■ **Your task**
Once you reach the line holding "Mark the region of each instance of the **blue", write out that line and every later one exactly, ending with the last line of the data; write nothing else.
'''
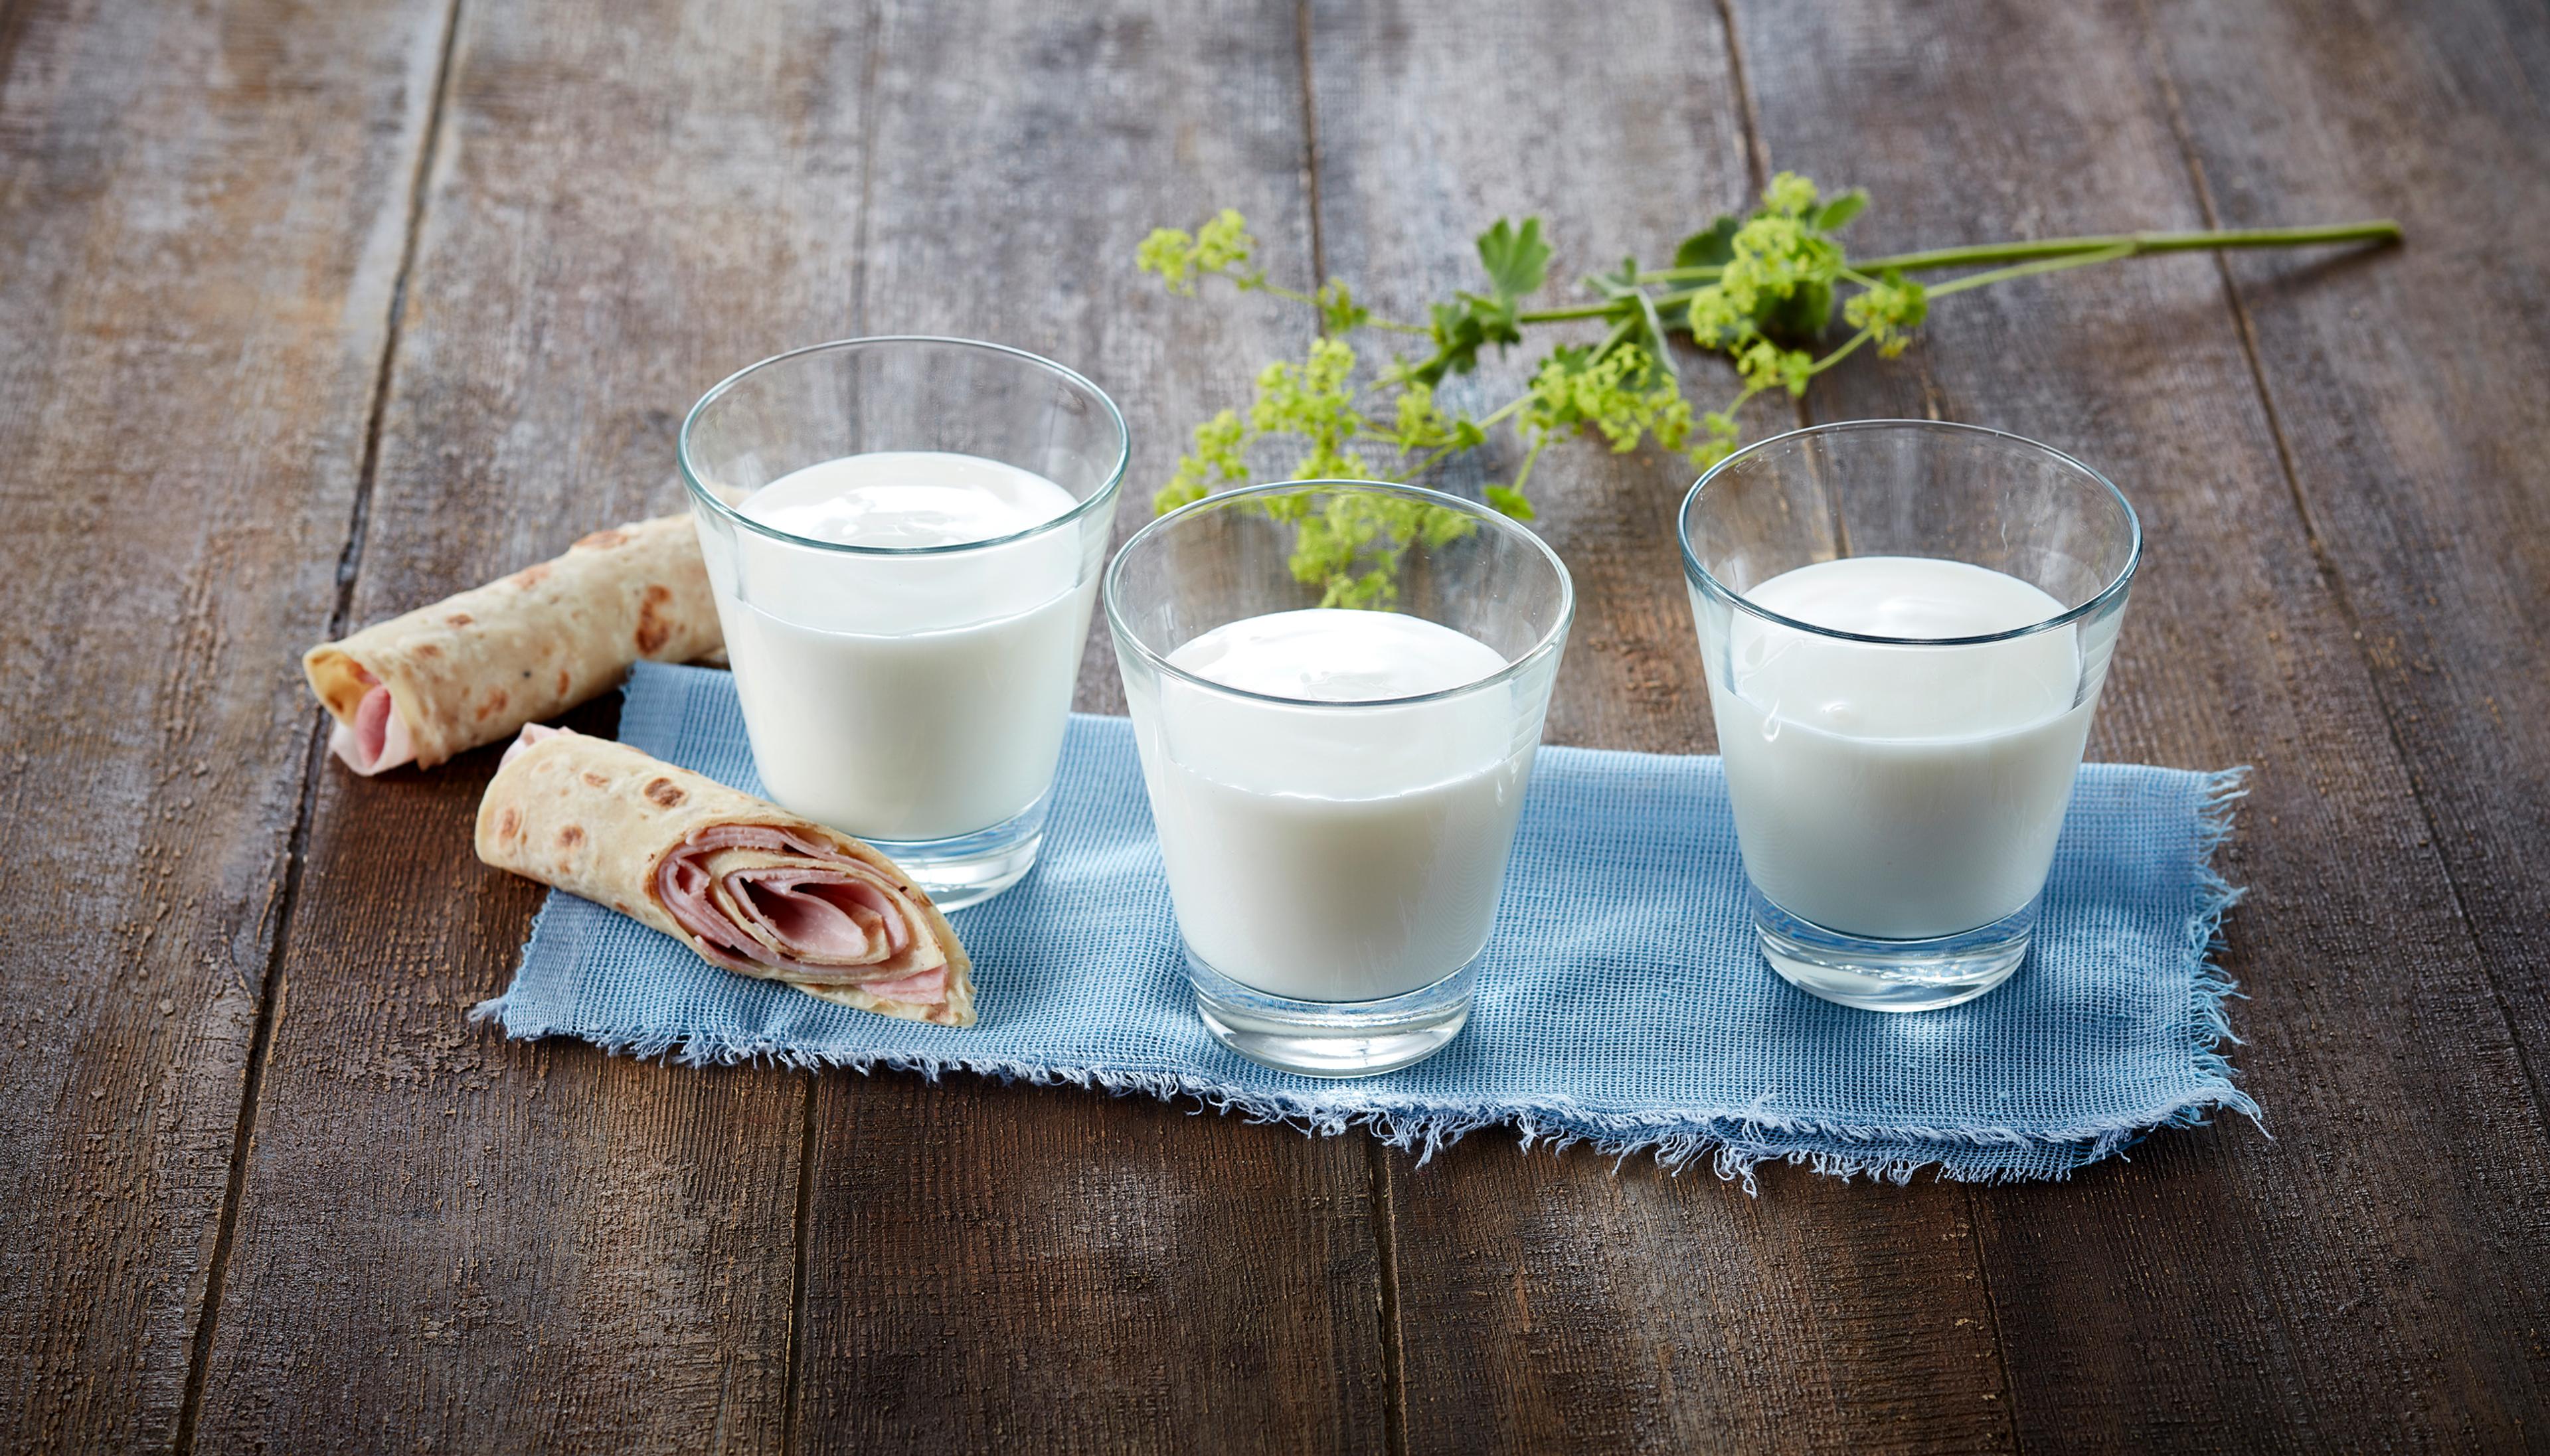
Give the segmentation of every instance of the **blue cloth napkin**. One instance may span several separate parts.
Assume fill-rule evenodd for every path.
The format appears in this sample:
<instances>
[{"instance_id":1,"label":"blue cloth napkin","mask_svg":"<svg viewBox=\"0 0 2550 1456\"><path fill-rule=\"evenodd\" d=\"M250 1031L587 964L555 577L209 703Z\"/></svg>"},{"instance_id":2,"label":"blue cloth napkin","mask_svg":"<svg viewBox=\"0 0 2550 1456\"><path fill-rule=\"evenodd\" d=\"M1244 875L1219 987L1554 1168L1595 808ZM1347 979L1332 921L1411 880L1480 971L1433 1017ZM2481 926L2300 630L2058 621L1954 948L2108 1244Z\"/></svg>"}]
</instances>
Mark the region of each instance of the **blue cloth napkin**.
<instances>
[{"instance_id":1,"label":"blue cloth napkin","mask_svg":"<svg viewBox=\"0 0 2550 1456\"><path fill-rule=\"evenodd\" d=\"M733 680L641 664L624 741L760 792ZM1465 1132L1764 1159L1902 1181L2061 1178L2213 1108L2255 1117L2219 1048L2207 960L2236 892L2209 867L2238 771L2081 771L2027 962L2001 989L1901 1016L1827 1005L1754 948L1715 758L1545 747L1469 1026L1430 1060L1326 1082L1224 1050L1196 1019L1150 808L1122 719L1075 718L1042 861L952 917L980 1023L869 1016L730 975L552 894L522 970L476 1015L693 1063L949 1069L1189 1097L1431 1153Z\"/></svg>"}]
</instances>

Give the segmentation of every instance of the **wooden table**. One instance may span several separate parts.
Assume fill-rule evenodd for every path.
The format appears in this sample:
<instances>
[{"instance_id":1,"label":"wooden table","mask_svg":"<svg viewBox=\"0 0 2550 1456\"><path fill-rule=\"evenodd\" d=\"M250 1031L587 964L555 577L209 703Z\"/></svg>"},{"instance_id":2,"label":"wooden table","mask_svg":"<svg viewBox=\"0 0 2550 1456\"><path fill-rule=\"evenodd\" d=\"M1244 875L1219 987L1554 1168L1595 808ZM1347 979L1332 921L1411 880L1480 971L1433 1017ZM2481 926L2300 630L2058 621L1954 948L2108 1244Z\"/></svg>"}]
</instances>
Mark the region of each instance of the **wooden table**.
'''
■ **Written solution**
Mark the region of each instance of the **blue cloth napkin**.
<instances>
[{"instance_id":1,"label":"blue cloth napkin","mask_svg":"<svg viewBox=\"0 0 2550 1456\"><path fill-rule=\"evenodd\" d=\"M733 680L641 664L624 741L760 792ZM1465 1132L1764 1159L1902 1181L2061 1178L2213 1108L2255 1117L2219 1048L2207 960L2236 892L2209 867L2238 771L2081 771L2027 962L2001 989L1901 1016L1827 1005L1754 948L1715 758L1545 747L1469 1026L1430 1060L1326 1082L1224 1050L1196 1019L1150 808L1122 719L1075 718L1042 861L952 917L980 1023L869 1016L730 975L552 894L522 970L476 1015L693 1063L949 1069L1189 1097L1431 1153Z\"/></svg>"}]
</instances>

Give the segmentation of every instance of the **wooden table**. One instance may span several separate parts.
Assume fill-rule evenodd for every path.
The format appears in this sample:
<instances>
[{"instance_id":1,"label":"wooden table","mask_svg":"<svg viewBox=\"0 0 2550 1456\"><path fill-rule=\"evenodd\" d=\"M250 1031L587 964L555 577L209 703Z\"/></svg>"},{"instance_id":2,"label":"wooden table","mask_svg":"<svg viewBox=\"0 0 2550 1456\"><path fill-rule=\"evenodd\" d=\"M1244 875L1219 987L1554 1168L1595 808ZM1347 979L1332 921L1411 880L1480 971L1433 1017ZM2481 926L2300 630L2058 621L1954 948L2108 1244Z\"/></svg>"}]
</instances>
Mark the region of each instance of the **wooden table**.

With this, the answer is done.